Return the complete listing that follows, with each line reproduced exactly.
[Begin WORKING DATA]
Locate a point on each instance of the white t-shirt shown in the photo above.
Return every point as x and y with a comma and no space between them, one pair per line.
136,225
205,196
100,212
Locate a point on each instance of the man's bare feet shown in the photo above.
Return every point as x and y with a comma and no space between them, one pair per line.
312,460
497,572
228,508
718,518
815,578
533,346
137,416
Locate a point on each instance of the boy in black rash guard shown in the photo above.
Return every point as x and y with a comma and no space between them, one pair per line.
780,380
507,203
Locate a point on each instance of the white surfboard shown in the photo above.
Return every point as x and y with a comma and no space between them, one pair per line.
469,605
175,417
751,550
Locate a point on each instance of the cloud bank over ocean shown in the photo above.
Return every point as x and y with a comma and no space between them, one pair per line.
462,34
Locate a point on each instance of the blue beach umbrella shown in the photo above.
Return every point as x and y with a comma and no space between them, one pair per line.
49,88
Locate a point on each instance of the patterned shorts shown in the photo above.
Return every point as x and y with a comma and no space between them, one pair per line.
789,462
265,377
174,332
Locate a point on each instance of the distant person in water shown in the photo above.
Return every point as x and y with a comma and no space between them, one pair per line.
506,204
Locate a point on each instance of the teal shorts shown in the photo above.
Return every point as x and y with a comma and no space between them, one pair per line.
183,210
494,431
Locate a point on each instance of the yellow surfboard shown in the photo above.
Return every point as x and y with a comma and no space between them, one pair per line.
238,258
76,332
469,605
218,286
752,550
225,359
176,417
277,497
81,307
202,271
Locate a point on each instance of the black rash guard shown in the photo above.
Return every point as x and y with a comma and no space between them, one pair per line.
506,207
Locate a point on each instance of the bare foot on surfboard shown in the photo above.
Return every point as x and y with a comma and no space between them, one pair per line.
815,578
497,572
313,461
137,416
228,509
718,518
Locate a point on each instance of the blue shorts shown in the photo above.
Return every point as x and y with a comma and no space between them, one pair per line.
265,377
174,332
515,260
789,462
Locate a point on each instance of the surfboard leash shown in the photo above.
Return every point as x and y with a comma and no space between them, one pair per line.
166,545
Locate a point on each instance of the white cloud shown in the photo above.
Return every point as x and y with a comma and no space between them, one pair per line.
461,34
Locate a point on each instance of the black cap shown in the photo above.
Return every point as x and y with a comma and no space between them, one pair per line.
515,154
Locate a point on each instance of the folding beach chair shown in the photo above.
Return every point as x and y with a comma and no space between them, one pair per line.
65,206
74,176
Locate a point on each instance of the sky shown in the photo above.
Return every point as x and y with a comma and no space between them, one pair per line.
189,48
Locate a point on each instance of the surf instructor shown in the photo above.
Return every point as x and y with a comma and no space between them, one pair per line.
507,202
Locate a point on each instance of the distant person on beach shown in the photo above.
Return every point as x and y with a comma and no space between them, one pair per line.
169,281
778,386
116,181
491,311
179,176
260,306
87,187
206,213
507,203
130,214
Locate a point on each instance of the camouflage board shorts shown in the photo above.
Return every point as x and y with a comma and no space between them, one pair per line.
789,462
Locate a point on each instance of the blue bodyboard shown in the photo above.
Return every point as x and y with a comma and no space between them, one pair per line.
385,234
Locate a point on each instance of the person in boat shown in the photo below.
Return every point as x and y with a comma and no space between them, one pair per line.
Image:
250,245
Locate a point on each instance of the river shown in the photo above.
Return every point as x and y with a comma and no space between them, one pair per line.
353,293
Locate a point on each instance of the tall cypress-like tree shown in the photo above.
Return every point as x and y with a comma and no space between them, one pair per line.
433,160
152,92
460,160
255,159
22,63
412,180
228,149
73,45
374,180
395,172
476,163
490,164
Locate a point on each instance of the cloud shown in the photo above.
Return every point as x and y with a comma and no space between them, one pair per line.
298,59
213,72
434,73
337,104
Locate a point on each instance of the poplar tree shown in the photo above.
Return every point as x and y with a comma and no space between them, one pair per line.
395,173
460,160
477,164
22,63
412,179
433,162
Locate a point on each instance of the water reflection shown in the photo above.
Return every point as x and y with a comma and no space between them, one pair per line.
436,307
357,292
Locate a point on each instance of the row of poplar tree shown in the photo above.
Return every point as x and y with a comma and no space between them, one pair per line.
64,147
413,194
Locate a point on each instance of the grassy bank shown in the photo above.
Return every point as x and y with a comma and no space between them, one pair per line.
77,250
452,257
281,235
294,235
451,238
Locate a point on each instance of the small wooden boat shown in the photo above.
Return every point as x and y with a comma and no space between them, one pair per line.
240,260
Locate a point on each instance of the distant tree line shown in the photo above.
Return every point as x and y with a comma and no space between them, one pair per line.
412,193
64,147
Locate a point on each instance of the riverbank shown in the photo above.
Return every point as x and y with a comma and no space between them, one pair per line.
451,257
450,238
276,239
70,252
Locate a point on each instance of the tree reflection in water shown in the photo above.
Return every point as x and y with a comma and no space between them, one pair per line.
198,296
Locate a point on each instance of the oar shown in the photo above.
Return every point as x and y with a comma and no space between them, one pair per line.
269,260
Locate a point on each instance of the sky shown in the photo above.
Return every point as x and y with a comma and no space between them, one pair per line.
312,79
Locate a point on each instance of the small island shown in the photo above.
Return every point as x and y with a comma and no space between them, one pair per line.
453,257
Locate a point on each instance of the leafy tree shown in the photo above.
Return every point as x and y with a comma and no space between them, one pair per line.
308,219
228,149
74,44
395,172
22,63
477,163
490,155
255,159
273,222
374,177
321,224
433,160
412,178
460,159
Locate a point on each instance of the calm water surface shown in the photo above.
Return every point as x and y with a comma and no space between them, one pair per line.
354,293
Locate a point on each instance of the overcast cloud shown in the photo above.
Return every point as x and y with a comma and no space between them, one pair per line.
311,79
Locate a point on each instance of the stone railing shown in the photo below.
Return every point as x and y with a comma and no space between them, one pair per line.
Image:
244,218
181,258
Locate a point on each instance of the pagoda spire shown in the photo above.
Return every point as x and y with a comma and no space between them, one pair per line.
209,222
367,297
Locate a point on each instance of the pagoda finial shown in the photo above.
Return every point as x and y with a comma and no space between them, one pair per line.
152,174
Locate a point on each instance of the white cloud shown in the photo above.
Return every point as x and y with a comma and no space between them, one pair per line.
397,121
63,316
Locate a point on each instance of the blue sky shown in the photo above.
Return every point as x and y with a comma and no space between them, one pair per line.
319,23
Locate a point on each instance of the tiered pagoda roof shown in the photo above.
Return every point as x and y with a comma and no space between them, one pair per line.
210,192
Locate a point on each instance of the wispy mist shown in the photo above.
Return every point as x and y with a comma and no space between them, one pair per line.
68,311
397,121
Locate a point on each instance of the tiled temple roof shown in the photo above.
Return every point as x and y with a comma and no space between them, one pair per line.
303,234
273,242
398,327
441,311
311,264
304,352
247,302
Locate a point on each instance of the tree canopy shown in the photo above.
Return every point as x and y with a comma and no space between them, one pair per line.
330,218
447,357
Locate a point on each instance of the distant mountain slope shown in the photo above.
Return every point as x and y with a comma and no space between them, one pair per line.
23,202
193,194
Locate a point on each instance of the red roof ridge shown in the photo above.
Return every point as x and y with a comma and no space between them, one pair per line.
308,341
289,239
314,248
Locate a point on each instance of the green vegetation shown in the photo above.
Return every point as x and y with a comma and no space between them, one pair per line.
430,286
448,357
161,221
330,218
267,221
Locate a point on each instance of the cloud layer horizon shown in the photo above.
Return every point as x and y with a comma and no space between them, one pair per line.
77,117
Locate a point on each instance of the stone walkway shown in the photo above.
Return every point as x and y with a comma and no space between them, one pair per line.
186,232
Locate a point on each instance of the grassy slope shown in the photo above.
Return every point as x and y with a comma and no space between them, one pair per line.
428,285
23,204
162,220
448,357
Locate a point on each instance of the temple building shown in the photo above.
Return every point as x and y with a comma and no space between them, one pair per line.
[End WORKING DATA]
COMPLETE OUTPUT
Locate a point on each instance of the white t-shirt shown in the photo above.
Return every point as x and y with a comma and no space between them, one pair per line.
136,225
205,196
100,212
Locate a point on each instance of the man's bare feet shown in the photo above.
Return every point as x and y with a comma and no space between them, one pair per line.
312,460
497,572
228,508
718,518
815,578
533,346
137,416
Locate a point on each instance of the boy in black rash guard shown in the photo above.
Return every point as x and y with a comma and no space between them, one pair per line.
780,380
507,203
Locate a point on each instance of the white surfboard shown in the photo above.
Return every point as x and y with a comma and no space between them, one pair per line.
469,605
175,417
751,550
Locate a point on each instance of the cloud bank over ocean shown in the photo above.
Return every point as x and y with a comma and no space between them, one pair per line.
462,34
Locate a point on each instance of the blue beach umbrella shown in the photo above.
Return every point as x and y with a comma and no space between them, one pair per line.
49,88
Locate a point on each instance of the patterned shorts shown in the photo above.
Return every point as x and y with a comma and no space between them, one pair per line.
789,462
265,377
174,332
Locate a point on each instance of the distant person in water shown in the photo above.
Return every point as x and y with a comma and no space between them, one pair per line.
506,204
Locate a point on each instance of the teal shorts shown in the photo above.
Return every point as x and y with a comma and no space between them, one pair per line.
183,210
494,431
Locate a point on each instance of the yellow surfboard shown in the photo above.
Return every point as x and y with a comma and no space between them, one pair per line.
238,258
76,332
469,605
218,286
752,550
225,359
176,417
277,497
81,307
202,271
Locate a point on each instance of the black rash guard shown in the photo above.
Return every point as x and y with a comma and no space between them, one pair per line.
506,207
Locate a point on each instance of the bare foot on surfboard shown in the photo above.
Return every point as x and y with a comma and no space between them, one pair per line.
815,578
497,572
313,461
137,416
228,509
718,518
Locate a point on each instance of the blue shorts shown in the photo above.
Return every point as x and y with a comma and no space between them, one pair per line.
265,377
174,332
515,260
789,462
Locate a point on each instance of the surfboard leash shown in the photo above.
Return every point as x and y with a comma and no space between them, one pair per line.
166,545
Locate a point on each instance of the white cloud shown in the photo above.
Return every point as x and y with a comma and no space between them, one pair per line.
461,34
Locate a point on each instance of the black cap shown in the photo above.
Return every point as x and y with a comma and no space between them, one pair per line.
515,154
Locate a point on each instance of the folding beach chair shown in the photo above.
Return every point as x and y with a comma and no space between them, one pair per line.
65,206
74,176
Locate a point on each instance of the sky shown in the photo above.
Return every point as x and y with a comma and no space between them, one pair per line.
189,48
Locate a point on each instance of the surf instructor shown in the photo above.
Return every point as x and y with a comma and no space between them, one pair per line.
507,202
Locate a point on each instance of the distant person on beach shown in the photo above.
Return every point as x and y with a comma and no space between them, one pair per line.
169,281
778,386
116,181
491,311
179,176
260,306
87,187
206,213
507,203
130,214
Locate a point on each instance of the camouflage board shorts shown in the photo above.
Return every point as x and y with a comma and no space between them, one pair per line.
789,462
Locate a point on each instance of the blue bodyboard shown in the photo above.
Return every point as x and y with a comma and no space between them, one pair per line.
385,234
Locate a point on each instance of the person in boat shown in the photo below.
Return every point as x and y with a comma and no space between them, one pair per line.
Image:
250,245
Locate a point on each instance of the river shown in the photo above.
Return every point as x and y with a comma and no space between them, one pair per line.
353,293
Locate a point on each instance of the tall cypress-like tree shown in the photo above.
Return every point as x and y with a comma and no space between them, one pair per line.
433,160
152,92
460,160
255,159
22,63
412,180
228,149
73,45
374,180
395,172
476,163
490,164
Locate a point on each instance of the cloud shown in the photo above.
Return every point as x and y with a comma and no space between them, one pair per line.
298,59
213,72
434,73
337,104
Locate a point on each instance of the poplar tree shown in the photo above.
Return every point as x and y with a comma and no space between them, one pair per line.
395,173
460,160
477,164
22,63
412,179
433,162
Locate a point on each instance of the water reflection shown in the photo above.
Return every point as x and y with a comma and no space between them, one pair per line.
436,307
357,292
Locate a point on each instance of the row of poplar tree shown in the photo above.
Return every point as x and y with a comma and no space between them, one pair per line.
64,147
413,194
Locate a point on each instance of the grassy bank shown in the photo above.
Return every point as x and y with a comma and no space between them, one pair per line.
77,250
452,257
281,235
294,235
451,238
Locate a point on each instance of the small wooden boat shown in the photo above.
Return every point as x and y with a comma and no space between them, one pair per line.
240,260
Locate a point on each instance of the distant tree line shown in the photo above.
Return every point as x and y with a comma and no space between them, one pair per line.
412,193
64,147
Locate a point on each instance of the riverbank shown in the photo above.
Return every point as x and y with a comma and no space between them, one pair per line.
451,257
450,238
276,239
70,252
Locate a point on each instance of the tree reflection in water shown in the photo above.
Return every point as x and y with a comma and no space between them, one pair per line.
198,296
Locate a point on each instance of the oar shown in the photo above.
Return every point as x and y with a comma and no space between them, one pair per line.
269,260
Locate a point on each instance of the sky shown in the photo above.
Return every point as x and y with a comma and no space between them, one pair per line.
312,79
Locate a point on each instance of the small island shown in the photo above.
Return every point as x and y with a comma and no space between them, one pair per line.
453,257
Locate a point on each instance of the leafy tree shown in the photo above.
Return every point as x and y with a comma and no space between them, one pair per line.
308,219
228,149
74,44
395,172
22,63
477,163
490,155
255,159
273,222
374,177
321,224
433,160
412,178
460,159
Locate a point on each instance of the calm water surface shown in the photo above.
Return every point as x and y with a comma and no space between them, one pair per line.
354,293
Locate a point on each instance of the overcast cloud shown in the photo above.
Return every point as x and y with a comma and no space between them, one pair per line.
311,79
Locate a point on each instance of the stone railing shown in the photo below.
Return every point as x and y with a comma and no space between them, one pair per line.
Image:
244,218
181,258
Locate a point on each instance of the pagoda spire shown in the photo above.
Return every point as x and y with a comma and no space between them, one pair per line.
209,222
367,297
Locate a point on each instance of the pagoda finial shown in the photo above.
Return every point as x and y with a comma and no space between them, one pair per line.
152,174
Locate a point on each instance of the white cloud shown in the photo above.
Return every point as x and y with a comma and no space between them, one pair per line.
397,121
63,316
Locate a point on each instance of the blue sky shown in the photo above.
Return every point as x and y with a comma and no space between them, one pair per line.
319,23
Locate a point on each instance of the tiered pagoda roof shown in the photo above.
Return every point as x and y with a comma and no space between them, one pair per line.
210,192
Locate a point on each instance of the wispy mist shown in the photo above.
Return every point as x and y with a comma and no space between them, one pair per line.
68,311
397,121
Locate a point on each instance of the tiled temple roof shown in the photo above.
Return every point as x and y with a comma and no space between them, one pair per line.
303,234
273,242
398,327
441,311
311,264
304,352
247,302
Locate a point on each instance of the tree canopy shown in the photo above.
Return every point as x and y with a comma and no space between them, one pair per line.
330,218
447,357
Locate a point on each instance of the distant mountain slope shown in the photo above.
Return every point as x and y with a comma and no space between them, one pair per line.
23,202
193,194
Locate a point on each instance of the red roof ridge shown in the photo above.
Return every point as x and y with a comma and no space between them, one pair per line.
308,341
289,239
314,248
Locate a point on each instance of the green vegetation shown in the photo above.
Return every point as x and y with a comma and no space between them, one pair per line.
430,286
448,357
161,221
330,218
267,221
Locate a point on each instance of the cloud layer horizon shown in the photo above.
Return every point as x and y with a comma and no space between them, one pair per line.
77,117
Locate a point on each instance of the stone walkway shown in the photo above.
Return every point as x and y with a comma and no space between them, one pair per line.
186,232
Locate a point on each instance of the grassy slope shown in the photo above.
Return every point as x and y with a comma and no space between them, one pair per line.
428,285
23,204
162,220
448,357
Locate a point on each instance of the temple building shown in the photo above.
Return every point as x and y with a comma and no space between them, one pair per line.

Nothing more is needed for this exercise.